§ TEKSTFRAGMENT:
#####
En Steiner vervolgt zijn betoog: "Om dit te begrijpen moeten wij er rekening mee houden in welke zin het woord 'God' in die tijd gebruikt werd. Dat kan men gemakkelijk inzien als men het kapittel leest waarin Christus aangeklaagd werd omdat hij beweerde één te zijn met de Vader. Jezus antwoordde zijn aanklagers: 'Staat in de wet niet geschreven [Psalmen 82:6]: ik heb gezegd: gij zijt goden?' (Joh.10:34). Daarmee bedoelde Christus: in het innerlijkste van de mensenziel leeft er iets goddelijks. 'Gij zijt goden!' betekent: een god woont in u! Dit goddelijke is iets anders dan de persoon die hier tussen geboorte en dood leeft; het is ook iets anders dan hetgeen een mens van zijn ouders overerft. Vanwaar komt dit goddelijke, deze individualiteit in de mens? Het gaat van wederbelichaming naar wederbelichaming, doorheen de opeenvolgende aardelevens. Vanuit vroegere aardelevens komt deze individualiteit. Noch de ouders van de blinde hebben gezondigd, noch hijzelf. Maar in een vroeger leven heeft deze mens de oorzaak gelegd waardoor hij in dit leven blind geboren werd. Blind is hij geboren, doordat de werken van de God in hem zich in dit leven in zijn blindheid openbaren. Karma, de wet van oorzaak en gevolg, wordt hier klaar en duidelijk door de Christus Jezus aangetoond."
#####
§ VERZAMELD MATERIAAL:
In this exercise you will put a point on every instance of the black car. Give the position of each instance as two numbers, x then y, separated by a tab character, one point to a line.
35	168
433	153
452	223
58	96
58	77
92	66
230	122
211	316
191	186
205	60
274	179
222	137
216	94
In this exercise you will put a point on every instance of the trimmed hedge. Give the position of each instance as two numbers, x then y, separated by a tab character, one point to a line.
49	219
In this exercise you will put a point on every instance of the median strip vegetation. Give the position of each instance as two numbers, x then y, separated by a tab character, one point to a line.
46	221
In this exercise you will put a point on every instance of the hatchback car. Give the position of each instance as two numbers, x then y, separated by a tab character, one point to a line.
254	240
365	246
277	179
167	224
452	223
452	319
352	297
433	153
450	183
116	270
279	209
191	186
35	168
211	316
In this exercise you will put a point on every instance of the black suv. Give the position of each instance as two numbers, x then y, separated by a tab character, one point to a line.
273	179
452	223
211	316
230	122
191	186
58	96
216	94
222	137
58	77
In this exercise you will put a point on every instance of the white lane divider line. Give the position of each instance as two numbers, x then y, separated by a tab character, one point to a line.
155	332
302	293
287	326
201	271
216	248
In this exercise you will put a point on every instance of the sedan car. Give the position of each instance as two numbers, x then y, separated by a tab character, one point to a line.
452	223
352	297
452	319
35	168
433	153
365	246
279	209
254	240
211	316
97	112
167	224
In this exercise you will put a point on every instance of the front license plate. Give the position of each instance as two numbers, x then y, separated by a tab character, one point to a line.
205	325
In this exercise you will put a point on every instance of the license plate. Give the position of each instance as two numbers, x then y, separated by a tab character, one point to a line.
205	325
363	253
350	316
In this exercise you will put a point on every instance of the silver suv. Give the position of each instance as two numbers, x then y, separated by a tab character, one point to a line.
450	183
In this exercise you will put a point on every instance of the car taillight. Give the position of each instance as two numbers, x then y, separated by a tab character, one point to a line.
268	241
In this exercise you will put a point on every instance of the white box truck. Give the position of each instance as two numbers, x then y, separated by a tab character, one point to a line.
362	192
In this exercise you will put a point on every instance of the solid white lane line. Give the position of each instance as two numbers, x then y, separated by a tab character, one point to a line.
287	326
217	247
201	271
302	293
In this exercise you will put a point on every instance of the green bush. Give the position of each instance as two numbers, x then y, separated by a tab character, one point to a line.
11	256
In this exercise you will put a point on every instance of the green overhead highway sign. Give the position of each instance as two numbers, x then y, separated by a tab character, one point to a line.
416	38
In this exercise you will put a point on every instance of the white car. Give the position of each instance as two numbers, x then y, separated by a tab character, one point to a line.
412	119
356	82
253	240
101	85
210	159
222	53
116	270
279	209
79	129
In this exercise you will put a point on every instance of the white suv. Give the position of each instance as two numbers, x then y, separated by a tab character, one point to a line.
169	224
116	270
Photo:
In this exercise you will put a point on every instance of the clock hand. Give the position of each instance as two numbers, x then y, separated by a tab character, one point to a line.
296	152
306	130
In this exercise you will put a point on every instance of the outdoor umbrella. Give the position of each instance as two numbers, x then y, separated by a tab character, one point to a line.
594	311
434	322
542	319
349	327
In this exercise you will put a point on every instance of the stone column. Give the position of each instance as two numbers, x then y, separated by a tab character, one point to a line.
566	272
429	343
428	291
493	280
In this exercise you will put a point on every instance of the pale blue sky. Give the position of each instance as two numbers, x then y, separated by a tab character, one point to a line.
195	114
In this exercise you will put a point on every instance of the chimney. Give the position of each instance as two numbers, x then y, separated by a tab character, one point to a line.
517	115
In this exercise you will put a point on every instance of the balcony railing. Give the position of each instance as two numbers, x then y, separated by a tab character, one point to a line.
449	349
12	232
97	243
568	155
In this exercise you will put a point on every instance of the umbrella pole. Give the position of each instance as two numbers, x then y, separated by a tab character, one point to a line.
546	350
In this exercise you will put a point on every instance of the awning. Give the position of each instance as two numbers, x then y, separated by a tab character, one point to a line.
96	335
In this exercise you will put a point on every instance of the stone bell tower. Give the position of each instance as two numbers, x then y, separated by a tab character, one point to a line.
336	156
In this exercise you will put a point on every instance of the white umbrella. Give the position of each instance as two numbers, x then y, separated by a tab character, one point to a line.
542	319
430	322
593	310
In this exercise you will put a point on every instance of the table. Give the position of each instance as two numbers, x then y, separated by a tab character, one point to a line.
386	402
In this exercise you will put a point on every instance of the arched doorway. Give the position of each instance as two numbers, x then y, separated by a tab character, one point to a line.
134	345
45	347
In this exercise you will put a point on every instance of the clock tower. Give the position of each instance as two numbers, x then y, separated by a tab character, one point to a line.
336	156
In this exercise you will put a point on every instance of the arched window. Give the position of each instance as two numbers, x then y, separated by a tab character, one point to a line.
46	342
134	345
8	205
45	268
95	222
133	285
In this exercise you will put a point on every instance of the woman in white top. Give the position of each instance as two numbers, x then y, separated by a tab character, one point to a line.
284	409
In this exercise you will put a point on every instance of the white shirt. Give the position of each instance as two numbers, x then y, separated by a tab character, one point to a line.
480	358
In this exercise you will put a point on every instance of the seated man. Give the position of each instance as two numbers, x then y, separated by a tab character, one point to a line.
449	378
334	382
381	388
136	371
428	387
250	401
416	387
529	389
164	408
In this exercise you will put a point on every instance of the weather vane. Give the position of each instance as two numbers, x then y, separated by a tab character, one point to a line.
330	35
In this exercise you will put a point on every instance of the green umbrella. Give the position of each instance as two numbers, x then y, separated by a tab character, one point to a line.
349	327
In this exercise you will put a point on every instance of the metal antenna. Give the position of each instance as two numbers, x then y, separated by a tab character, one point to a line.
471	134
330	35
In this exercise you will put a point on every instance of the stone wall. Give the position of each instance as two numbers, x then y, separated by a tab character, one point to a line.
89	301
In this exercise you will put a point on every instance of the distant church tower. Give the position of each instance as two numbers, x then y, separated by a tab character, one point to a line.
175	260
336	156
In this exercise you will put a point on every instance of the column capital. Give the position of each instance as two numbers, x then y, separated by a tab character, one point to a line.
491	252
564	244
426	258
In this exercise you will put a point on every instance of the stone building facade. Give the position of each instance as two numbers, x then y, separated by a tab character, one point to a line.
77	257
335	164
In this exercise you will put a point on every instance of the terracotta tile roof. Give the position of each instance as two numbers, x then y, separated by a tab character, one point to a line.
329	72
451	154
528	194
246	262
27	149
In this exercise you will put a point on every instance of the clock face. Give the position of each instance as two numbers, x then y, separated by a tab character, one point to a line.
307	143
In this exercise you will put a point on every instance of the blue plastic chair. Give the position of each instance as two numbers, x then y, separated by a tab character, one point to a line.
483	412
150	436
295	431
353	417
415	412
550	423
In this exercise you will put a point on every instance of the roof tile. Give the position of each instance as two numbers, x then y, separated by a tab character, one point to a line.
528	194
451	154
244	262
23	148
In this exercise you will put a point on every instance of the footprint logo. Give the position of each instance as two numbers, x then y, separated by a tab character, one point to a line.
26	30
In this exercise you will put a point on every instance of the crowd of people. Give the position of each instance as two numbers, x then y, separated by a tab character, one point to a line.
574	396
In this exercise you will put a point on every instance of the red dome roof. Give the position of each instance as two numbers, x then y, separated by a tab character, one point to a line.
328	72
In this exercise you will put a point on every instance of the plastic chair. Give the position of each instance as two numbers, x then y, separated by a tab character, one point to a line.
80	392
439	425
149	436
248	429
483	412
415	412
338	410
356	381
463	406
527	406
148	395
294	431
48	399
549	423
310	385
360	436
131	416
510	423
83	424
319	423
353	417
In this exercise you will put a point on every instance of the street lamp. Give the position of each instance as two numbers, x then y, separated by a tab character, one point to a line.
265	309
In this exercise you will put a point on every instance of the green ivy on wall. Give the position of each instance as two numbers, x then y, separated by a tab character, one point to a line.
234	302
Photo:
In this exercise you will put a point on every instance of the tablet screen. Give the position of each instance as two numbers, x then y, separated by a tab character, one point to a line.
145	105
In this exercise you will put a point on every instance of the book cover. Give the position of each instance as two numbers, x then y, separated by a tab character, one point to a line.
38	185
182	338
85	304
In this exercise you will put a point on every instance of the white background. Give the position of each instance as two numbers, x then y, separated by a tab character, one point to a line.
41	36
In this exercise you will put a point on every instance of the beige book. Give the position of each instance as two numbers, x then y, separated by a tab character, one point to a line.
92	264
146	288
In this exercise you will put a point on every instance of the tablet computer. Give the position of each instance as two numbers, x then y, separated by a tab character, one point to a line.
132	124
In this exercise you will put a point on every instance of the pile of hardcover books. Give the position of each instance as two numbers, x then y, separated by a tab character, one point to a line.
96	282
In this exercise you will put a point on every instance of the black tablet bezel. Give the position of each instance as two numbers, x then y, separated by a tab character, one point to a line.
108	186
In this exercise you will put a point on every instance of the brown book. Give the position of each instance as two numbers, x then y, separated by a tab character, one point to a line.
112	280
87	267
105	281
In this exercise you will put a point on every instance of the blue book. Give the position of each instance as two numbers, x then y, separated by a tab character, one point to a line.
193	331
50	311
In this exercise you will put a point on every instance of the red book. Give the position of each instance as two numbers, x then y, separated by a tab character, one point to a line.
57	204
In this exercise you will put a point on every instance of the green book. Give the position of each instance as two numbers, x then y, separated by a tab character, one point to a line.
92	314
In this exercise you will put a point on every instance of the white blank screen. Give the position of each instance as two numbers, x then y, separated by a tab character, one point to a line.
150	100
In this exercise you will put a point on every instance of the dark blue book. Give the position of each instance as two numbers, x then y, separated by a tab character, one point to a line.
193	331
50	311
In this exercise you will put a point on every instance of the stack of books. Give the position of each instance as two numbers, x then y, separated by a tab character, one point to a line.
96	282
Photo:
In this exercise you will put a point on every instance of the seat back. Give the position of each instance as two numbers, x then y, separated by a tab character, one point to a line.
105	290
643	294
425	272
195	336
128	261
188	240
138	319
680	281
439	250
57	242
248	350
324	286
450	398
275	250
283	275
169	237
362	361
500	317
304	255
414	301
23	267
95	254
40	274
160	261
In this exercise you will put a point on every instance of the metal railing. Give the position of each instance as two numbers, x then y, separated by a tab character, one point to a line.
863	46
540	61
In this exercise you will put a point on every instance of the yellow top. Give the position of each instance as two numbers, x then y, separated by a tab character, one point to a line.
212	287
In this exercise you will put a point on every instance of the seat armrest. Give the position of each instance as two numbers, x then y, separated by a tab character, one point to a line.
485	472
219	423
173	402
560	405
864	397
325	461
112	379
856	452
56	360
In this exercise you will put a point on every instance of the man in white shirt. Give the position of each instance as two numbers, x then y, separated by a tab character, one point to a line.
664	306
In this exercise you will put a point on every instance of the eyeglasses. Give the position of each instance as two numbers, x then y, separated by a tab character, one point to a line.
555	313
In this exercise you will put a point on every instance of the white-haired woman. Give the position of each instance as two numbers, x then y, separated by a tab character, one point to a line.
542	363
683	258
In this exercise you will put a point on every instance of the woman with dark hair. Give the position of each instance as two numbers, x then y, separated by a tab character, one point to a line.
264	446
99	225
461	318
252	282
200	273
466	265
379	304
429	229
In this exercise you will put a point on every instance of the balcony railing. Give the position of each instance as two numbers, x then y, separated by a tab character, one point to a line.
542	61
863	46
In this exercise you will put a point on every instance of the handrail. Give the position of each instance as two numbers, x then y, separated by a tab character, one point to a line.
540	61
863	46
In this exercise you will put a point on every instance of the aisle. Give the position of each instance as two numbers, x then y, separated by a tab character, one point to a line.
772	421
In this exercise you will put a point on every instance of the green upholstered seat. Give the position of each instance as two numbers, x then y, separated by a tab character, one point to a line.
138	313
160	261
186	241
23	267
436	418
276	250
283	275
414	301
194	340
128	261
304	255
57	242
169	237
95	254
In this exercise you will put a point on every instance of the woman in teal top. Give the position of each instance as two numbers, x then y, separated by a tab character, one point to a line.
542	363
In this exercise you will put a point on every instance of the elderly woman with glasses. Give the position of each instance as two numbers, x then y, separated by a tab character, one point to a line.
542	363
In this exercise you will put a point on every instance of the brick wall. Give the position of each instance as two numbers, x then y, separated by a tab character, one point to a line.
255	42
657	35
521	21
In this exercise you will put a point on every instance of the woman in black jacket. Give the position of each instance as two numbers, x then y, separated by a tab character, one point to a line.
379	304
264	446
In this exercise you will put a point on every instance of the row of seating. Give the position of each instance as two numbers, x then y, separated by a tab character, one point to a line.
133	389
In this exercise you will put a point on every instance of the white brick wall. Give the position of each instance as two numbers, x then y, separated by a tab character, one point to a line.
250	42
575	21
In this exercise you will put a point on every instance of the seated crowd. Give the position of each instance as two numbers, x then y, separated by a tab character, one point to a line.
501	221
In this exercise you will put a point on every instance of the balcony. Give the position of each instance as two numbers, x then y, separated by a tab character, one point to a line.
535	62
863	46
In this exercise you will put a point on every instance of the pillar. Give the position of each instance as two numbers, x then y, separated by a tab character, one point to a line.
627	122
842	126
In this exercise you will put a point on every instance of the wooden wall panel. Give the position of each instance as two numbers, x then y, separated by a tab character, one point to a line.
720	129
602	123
#####
§ OPDRACHT:
Kloppen deze uitspraken met het tekstfragment: (a) de ouders van de blinde hebben gezondigd, (b) Jezus haalt in zijn antwoord aan wat in de wet geschreven staat, (c) het goddelijke in de mens is wat een mens van zijn ouders overerft? Geef per uitspraak ja of nee en citeer letterlijk de woorden uit het tekstfragment die de doorslag geven. Het materiaal staat los van het tekstfragment.

§ ANTWOORD:
(a) Nee: "Noch de ouders van de blinde hebben gezondigd, noch hijzelf."
(b) Ja: "Staat in de wet niet geschreven [Psalmen 82:6]: ik heb gezegd: gij zijt goden?"
(c) Nee: "het is ook iets anders dan hetgeen een mens van zijn ouders overerft."